#### TASK:
Recast all of the material below as a two-column CSV with the columns input and output. Put each input text on its own row beside its answer, each in a single quoted field, with line breaks replaced by spaces.

↓

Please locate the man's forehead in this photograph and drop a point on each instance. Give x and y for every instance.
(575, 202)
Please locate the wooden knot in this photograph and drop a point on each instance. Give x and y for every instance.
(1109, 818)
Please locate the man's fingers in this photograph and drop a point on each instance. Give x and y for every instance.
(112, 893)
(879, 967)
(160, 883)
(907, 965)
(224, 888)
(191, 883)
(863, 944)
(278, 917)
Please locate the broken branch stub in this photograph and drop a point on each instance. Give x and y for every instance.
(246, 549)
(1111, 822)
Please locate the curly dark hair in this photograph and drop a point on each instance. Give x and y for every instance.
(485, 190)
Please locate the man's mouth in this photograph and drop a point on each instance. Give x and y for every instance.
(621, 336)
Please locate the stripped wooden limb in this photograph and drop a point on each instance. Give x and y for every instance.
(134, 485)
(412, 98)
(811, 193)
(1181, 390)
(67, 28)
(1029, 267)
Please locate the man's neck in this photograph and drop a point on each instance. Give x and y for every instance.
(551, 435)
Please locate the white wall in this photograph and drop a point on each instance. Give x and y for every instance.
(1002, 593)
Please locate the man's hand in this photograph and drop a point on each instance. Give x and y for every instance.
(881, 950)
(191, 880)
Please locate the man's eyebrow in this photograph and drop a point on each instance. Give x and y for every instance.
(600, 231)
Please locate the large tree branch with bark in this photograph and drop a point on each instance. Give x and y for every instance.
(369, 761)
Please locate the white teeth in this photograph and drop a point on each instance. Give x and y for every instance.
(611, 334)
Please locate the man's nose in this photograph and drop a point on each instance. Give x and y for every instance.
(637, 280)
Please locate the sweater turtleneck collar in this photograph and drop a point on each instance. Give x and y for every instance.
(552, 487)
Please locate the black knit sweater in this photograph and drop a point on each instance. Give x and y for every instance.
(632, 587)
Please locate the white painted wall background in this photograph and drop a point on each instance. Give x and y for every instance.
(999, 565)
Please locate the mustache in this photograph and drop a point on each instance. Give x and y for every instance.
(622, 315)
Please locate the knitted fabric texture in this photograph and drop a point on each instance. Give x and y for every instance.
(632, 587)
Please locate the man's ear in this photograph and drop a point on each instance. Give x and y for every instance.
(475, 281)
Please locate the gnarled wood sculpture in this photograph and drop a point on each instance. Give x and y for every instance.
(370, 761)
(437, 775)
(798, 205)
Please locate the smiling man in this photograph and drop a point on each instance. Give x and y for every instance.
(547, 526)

↑

#### EXPECTED ANSWER:
input,output
"Please locate the man's forehead in this photograph and drop a point on each instance. Give x and y for every instance.","(575, 202)"
"Please locate the wooden knot in this photograph and drop a point on each instance. Give x and y for every instance.","(1109, 818)"
"Please locate the man's fingers in this photograph and drop a point on each instance. Give x and y for every instance.","(112, 893) (879, 967) (160, 883) (907, 965) (224, 888) (191, 883) (863, 944) (278, 917)"
"Please locate the broken branch stub in this photograph and drop a point on each instance. Give x and y for every instance.","(246, 549) (1111, 822)"
"Please locate the curly dark hair in this photograph and drop a point on each instance. Give x and y for every instance.","(485, 190)"
"Please locate the man's mouth in this photograph and drop a point on each instance. Give x and y for every instance.","(621, 336)"
"Please locate the stripped wooden limb in this photograph and drop a point on each instance. Give x and y for every instance.","(134, 485) (412, 98) (811, 193) (1181, 390) (67, 28) (1029, 267)"
"Please locate the man's neck in this photograph and drop a point on each instance. Give x and y for every instance.","(551, 435)"
"Please locate the white wall in this photograph and drop a point on each instance. Give x and y for every instance.","(1002, 593)"
"Please locate the man's hand in this photograph and drop a point on each instance. Give x and y for every instance.","(881, 950) (191, 880)"
"Please locate the man's eyebrow in this photograph and drop a point on each instance. Give x and y for every instance.","(600, 231)"
"Please locate the large tree branch with bark in this photograph and drop a point on each instance. Give x and y for every instance.","(369, 761)"
"Please locate the white teeth in this photograph and drop a point on each instance. Give x and y for every instance.","(611, 334)"
"Please locate the man's nose in this photograph and drop a point on each instance. Give x and y for every instance.","(637, 280)"
"Please locate the sweater turtleneck collar in this photograph and drop a point on each instance. Give x and y for every instance.","(552, 487)"
"Please locate the black knit sweater in this photograph and drop a point on each instance. Give x and y for every instance.","(632, 587)"
"Please locate the white painted wall background in this photograph and drop a point on each instance. Give x and y for every instance.","(999, 565)"
"Please locate the mustache in this photograph and drop a point on each instance. Give x and y for every instance.","(622, 315)"
"Please locate the knitted fabric texture in this photograph and drop a point on each instance. Give x and y for every instance.","(632, 587)"
"Please locate the man's ear in this photograph and drop a point on each instance. Give x and y for every instance.","(475, 281)"
"Please locate the gnarled wood sculpture in this photograph and drop a point on each instance. Give x and y for every instance.","(370, 761) (437, 775) (798, 205)"
"Please locate the smiling man in this photograph and drop a point on each instance. Give x and y for every instance.","(547, 526)"